(Collected data)
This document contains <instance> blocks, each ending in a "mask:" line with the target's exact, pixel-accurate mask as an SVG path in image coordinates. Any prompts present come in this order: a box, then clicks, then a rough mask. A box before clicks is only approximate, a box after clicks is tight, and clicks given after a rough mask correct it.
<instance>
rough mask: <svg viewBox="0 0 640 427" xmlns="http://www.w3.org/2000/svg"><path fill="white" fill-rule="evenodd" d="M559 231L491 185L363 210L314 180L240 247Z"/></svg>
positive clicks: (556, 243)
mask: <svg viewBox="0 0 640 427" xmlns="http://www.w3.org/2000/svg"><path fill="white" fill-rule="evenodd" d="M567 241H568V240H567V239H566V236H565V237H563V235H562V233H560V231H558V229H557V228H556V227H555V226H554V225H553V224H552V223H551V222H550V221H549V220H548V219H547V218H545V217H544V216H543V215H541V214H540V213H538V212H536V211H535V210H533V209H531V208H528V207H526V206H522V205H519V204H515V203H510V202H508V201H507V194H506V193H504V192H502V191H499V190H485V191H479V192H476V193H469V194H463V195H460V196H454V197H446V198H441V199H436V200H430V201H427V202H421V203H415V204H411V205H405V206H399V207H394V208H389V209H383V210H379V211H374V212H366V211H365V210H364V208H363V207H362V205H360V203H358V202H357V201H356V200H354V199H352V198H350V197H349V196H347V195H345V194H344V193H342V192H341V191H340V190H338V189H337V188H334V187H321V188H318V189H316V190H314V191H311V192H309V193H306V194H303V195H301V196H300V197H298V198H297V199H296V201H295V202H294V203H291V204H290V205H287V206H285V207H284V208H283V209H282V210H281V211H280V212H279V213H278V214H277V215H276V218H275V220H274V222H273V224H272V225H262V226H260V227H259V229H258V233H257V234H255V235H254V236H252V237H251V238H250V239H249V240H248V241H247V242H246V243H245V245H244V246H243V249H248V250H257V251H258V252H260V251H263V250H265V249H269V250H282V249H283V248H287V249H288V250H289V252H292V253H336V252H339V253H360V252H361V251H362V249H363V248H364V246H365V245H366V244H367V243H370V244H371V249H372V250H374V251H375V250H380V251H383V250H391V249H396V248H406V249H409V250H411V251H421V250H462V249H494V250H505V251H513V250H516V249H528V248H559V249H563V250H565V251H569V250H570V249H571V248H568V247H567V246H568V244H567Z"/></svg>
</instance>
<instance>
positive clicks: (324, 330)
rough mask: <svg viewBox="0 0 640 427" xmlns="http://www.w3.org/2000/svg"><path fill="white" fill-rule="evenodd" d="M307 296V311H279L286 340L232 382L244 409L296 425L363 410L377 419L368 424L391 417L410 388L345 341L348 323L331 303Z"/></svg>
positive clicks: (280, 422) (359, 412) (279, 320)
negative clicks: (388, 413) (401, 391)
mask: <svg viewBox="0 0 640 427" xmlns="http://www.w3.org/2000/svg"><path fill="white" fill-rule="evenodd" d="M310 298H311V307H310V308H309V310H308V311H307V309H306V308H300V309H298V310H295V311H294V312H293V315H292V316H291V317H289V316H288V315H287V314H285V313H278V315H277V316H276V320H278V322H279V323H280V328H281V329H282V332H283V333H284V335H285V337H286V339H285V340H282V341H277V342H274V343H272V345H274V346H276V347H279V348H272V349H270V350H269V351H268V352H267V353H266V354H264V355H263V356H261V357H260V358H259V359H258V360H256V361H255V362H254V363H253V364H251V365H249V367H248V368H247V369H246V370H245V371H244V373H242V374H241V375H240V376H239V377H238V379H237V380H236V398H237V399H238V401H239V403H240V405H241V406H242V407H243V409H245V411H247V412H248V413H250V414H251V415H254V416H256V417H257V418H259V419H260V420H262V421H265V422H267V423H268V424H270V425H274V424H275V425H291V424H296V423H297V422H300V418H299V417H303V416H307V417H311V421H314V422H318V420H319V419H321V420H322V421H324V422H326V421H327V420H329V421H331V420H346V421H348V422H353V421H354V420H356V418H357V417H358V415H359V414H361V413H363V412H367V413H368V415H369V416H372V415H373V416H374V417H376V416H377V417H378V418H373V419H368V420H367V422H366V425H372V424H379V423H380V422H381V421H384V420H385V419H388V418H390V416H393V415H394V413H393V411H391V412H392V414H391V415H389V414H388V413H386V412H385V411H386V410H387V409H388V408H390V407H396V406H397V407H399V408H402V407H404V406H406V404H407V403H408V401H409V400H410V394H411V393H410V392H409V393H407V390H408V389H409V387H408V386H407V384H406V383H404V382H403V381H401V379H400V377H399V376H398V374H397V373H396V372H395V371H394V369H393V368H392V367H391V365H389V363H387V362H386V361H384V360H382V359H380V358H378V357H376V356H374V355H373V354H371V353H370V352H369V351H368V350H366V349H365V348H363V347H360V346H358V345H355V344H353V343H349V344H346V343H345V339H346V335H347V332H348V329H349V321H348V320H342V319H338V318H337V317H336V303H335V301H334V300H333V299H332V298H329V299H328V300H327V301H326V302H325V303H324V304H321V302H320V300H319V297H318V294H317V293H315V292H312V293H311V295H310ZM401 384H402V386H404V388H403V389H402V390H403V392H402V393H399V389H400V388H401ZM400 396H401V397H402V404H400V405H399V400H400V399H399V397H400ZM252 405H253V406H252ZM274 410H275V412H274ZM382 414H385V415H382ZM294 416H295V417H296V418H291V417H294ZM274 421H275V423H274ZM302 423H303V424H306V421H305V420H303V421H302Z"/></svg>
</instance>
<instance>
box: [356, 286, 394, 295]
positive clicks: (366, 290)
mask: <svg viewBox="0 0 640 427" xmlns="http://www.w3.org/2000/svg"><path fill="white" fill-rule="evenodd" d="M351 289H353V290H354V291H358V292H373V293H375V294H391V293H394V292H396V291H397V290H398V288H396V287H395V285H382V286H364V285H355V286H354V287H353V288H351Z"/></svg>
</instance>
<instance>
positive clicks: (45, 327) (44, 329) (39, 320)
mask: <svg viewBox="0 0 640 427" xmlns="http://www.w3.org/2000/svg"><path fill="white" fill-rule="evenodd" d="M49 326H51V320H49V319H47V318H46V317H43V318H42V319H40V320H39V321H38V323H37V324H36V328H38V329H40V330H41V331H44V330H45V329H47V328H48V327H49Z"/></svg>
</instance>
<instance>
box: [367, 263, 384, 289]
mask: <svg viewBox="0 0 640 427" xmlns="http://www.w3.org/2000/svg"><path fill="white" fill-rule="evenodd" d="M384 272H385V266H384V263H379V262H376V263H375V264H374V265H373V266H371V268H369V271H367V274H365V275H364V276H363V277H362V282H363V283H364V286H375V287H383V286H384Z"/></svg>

Exercise instructions ::
Only the lines with the string "rough" are wanted; pick them out of the records above and copy them.

Task response ::
This document contains <instance> blocks, each ending in a "mask:" line with the target's exact, pixel-accurate mask as an SVG path in image coordinates. Any prompts present come in this order: a box, then clicks, then a rough mask. A box before clicks is only approximate, a box after clicks is tight, and clicks given after a rough mask correct it.
rough mask: <svg viewBox="0 0 640 427" xmlns="http://www.w3.org/2000/svg"><path fill="white" fill-rule="evenodd" d="M559 231L491 185L363 210L314 180L240 247Z"/></svg>
rough mask: <svg viewBox="0 0 640 427" xmlns="http://www.w3.org/2000/svg"><path fill="white" fill-rule="evenodd" d="M307 296V311H279L286 340L232 382L244 409L296 425L363 410L377 419L368 424L391 417L410 388L345 341L348 323L331 303Z"/></svg>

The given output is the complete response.